Can you replace "white cloud" with "storm cloud" in the part of the records that opens with the line containing "Return the outline of every instance of the white cloud." and closes with the line containing "175 65 L 183", then write out that part again with nothing else changed?

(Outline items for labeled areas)
------------------------------------------------------------

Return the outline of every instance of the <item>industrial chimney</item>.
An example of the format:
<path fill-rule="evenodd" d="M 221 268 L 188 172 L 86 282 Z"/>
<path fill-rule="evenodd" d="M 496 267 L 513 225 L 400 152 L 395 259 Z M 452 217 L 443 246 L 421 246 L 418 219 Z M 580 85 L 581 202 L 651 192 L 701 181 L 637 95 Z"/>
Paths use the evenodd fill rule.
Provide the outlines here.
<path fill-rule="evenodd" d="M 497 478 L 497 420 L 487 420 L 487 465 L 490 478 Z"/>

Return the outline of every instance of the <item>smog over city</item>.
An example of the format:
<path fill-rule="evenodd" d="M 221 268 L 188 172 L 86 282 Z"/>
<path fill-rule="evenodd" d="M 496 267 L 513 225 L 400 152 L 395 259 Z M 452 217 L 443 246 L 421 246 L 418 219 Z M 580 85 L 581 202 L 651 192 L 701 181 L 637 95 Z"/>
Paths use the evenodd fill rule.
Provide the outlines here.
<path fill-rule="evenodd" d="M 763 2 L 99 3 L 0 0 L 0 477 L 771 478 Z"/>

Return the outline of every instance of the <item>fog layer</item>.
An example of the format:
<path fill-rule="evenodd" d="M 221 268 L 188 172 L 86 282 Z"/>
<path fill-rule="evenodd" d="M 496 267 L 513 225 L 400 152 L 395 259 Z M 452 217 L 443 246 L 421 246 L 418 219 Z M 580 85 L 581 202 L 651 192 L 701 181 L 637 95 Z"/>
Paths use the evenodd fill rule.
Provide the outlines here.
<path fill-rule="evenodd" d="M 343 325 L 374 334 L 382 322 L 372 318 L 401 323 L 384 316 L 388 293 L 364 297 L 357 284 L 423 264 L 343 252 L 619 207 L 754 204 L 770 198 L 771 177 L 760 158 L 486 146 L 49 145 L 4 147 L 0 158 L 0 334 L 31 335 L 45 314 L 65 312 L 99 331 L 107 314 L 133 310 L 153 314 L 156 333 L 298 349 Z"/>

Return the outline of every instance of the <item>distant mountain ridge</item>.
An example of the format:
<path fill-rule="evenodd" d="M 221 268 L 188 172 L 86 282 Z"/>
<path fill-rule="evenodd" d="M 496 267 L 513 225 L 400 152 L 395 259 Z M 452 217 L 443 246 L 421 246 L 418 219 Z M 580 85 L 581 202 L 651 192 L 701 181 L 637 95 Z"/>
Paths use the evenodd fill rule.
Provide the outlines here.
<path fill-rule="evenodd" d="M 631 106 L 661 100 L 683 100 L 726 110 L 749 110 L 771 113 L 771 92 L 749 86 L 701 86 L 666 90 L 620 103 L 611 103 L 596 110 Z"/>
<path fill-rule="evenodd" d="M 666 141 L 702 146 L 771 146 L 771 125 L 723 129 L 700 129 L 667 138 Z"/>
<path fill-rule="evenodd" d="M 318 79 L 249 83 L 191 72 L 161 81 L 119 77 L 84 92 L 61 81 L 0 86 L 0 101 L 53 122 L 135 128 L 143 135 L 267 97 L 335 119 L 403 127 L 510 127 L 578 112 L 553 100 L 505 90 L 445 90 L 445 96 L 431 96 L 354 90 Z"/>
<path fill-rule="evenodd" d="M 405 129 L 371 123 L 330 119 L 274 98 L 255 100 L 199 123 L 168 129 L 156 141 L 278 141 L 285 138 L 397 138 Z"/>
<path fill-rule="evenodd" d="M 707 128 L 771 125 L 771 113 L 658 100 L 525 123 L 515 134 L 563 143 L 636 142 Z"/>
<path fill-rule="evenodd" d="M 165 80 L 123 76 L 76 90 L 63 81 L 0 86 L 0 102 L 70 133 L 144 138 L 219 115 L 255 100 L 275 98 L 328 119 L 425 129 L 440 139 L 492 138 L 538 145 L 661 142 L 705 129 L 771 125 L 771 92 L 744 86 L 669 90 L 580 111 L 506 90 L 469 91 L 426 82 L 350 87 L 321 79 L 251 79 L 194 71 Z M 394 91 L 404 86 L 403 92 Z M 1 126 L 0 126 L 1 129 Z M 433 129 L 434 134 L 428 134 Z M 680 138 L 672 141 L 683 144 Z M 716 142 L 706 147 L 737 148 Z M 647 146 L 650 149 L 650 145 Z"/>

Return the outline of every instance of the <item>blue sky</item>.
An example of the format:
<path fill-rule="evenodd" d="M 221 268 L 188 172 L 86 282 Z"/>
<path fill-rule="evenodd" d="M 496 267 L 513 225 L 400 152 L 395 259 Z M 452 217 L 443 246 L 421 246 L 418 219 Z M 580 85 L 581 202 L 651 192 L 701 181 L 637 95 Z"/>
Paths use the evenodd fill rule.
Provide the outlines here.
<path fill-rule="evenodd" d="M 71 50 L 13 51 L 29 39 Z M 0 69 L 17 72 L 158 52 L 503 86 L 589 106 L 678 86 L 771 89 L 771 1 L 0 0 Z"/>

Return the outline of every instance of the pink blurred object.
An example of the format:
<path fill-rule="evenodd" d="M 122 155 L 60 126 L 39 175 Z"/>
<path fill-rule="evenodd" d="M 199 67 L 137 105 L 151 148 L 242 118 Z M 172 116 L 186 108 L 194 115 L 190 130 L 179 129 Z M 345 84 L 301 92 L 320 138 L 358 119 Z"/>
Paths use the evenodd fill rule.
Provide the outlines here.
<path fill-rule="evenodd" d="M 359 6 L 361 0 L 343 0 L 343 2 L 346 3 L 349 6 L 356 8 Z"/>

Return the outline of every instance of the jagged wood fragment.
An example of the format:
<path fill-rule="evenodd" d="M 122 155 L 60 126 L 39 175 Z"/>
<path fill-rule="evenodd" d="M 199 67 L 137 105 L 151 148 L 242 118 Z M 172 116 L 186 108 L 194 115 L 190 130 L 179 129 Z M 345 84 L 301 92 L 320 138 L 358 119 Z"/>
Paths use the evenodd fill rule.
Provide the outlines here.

------------------------------------------------------------

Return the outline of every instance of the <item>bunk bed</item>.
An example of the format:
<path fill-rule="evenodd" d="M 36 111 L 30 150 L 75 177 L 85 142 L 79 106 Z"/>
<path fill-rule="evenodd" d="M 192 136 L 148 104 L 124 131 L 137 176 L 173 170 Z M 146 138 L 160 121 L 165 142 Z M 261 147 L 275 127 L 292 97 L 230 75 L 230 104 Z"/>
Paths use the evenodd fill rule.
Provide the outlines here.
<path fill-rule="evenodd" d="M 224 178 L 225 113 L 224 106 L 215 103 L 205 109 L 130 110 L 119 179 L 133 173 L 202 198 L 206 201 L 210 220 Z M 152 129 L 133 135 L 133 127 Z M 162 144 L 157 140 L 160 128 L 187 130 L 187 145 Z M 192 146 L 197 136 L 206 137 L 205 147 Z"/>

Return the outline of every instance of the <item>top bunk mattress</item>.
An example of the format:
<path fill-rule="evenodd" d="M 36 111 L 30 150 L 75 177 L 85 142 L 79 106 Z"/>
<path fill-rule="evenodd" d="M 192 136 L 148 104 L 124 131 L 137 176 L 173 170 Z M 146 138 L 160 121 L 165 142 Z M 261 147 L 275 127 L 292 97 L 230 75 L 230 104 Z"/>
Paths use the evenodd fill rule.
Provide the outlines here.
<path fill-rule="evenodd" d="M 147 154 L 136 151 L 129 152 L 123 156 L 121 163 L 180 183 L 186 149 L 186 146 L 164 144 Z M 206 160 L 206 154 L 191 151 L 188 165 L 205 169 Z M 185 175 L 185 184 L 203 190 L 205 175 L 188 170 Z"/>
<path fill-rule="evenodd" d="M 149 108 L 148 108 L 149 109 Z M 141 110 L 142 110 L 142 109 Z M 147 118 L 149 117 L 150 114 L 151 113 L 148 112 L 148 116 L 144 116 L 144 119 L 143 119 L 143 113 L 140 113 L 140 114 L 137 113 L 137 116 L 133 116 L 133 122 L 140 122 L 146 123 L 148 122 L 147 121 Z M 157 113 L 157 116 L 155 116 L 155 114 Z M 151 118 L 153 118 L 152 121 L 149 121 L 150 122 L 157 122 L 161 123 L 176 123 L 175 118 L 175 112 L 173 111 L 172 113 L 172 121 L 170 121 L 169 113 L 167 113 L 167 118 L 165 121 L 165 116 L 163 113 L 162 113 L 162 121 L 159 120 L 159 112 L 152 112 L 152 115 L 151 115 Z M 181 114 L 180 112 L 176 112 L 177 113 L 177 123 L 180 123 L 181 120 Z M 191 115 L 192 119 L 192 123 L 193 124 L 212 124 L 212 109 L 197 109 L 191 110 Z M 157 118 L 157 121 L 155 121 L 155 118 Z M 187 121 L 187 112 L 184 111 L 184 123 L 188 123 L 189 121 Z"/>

------------------------------------------------------------

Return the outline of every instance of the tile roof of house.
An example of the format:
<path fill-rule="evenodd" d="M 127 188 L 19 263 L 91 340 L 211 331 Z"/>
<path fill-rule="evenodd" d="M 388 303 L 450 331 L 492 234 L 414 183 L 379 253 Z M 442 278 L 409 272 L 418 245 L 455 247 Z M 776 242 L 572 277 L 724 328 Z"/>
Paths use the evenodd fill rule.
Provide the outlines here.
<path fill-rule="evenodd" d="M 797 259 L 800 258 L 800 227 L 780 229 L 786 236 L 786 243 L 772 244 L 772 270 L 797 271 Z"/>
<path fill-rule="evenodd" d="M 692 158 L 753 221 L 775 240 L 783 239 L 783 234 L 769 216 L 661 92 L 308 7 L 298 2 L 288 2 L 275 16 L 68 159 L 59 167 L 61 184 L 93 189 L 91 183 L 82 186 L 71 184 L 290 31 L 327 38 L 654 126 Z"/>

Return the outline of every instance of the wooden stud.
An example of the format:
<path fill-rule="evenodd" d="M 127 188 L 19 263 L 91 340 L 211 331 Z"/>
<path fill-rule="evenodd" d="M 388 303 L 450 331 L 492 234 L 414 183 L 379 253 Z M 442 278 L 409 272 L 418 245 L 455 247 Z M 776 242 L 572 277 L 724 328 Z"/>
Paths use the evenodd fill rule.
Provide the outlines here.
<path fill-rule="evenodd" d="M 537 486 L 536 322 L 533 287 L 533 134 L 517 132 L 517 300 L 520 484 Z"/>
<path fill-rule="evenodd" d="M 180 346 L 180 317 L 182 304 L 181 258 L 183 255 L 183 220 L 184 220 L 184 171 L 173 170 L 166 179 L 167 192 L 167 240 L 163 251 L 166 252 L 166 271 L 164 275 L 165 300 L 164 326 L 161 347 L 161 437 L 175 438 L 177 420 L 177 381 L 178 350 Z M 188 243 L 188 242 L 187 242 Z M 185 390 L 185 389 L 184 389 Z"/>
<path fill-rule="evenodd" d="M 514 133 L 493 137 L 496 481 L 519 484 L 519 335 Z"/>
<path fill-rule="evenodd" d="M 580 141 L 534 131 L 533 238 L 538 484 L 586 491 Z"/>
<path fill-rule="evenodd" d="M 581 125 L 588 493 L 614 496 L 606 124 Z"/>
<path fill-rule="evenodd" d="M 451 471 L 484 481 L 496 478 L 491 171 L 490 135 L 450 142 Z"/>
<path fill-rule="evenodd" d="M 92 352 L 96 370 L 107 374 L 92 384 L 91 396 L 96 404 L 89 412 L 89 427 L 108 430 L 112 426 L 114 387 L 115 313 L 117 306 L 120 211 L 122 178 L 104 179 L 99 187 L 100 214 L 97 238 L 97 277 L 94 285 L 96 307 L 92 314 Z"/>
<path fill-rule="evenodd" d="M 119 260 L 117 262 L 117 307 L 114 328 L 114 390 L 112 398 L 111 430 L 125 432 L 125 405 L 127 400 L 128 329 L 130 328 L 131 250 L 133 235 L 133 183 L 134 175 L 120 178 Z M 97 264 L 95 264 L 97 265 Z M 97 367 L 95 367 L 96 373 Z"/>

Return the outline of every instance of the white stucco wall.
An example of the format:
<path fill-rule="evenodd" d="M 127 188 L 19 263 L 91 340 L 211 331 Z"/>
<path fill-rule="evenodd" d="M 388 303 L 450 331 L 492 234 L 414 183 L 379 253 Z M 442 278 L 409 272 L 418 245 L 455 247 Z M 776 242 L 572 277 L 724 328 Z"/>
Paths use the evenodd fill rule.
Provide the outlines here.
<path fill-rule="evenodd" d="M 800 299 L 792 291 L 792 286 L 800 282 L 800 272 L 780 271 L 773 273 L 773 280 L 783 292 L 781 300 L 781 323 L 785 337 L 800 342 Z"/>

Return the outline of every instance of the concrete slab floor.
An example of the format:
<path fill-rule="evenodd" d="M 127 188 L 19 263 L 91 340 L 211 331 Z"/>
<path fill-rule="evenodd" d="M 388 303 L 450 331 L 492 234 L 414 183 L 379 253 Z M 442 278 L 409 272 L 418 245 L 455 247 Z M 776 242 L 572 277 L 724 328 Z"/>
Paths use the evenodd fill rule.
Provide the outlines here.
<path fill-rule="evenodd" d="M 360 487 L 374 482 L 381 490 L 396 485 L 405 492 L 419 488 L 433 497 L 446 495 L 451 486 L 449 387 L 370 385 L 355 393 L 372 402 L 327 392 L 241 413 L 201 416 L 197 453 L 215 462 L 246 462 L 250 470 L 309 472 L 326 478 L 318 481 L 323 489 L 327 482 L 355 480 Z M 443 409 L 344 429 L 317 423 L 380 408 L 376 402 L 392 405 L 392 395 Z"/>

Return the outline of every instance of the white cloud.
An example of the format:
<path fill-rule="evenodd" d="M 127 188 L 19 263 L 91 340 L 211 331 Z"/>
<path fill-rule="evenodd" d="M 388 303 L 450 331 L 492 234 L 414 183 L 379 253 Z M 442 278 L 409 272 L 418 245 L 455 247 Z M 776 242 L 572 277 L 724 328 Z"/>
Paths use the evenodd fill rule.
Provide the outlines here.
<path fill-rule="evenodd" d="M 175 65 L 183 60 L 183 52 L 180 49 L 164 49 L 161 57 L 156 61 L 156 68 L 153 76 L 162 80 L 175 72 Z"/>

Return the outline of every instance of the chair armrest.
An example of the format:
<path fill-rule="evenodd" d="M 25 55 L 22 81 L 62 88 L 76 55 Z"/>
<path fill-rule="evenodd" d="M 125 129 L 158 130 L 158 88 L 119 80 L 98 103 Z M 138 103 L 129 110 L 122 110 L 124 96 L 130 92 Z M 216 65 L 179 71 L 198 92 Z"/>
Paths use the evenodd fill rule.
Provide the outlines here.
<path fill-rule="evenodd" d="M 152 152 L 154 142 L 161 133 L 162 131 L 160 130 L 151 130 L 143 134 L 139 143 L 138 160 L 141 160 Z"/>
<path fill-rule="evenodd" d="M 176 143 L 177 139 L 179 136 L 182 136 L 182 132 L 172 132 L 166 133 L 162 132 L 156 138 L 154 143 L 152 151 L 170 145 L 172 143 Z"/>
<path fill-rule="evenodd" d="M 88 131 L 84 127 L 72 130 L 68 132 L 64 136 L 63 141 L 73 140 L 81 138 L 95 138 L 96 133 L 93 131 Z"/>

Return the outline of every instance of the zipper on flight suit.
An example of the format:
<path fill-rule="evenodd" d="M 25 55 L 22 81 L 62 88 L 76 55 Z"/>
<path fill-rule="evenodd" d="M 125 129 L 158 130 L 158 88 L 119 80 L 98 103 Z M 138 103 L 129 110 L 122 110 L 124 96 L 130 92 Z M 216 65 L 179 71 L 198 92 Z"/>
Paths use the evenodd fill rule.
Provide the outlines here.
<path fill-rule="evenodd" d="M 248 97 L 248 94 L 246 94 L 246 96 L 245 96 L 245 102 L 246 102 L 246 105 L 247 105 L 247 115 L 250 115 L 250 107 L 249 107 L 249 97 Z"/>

------------------------------------------------------------

# WRITTEN RESPONSE:
Return the outline of every instance of the storm cloud.
An example of the format:
<path fill-rule="evenodd" d="M 127 188 L 19 263 L 91 340 L 211 331 Z"/>
<path fill-rule="evenodd" d="M 388 303 L 450 331 L 492 234 L 414 183 L 379 253 Z M 442 278 L 409 272 L 418 245 L 455 247 Z M 776 242 L 572 277 L 724 328 Z"/>
Paths use the evenodd fill rule.
Provide the outlines here.
<path fill-rule="evenodd" d="M 175 65 L 183 60 L 183 52 L 180 49 L 164 49 L 161 57 L 156 61 L 156 68 L 153 76 L 162 80 L 175 72 Z"/>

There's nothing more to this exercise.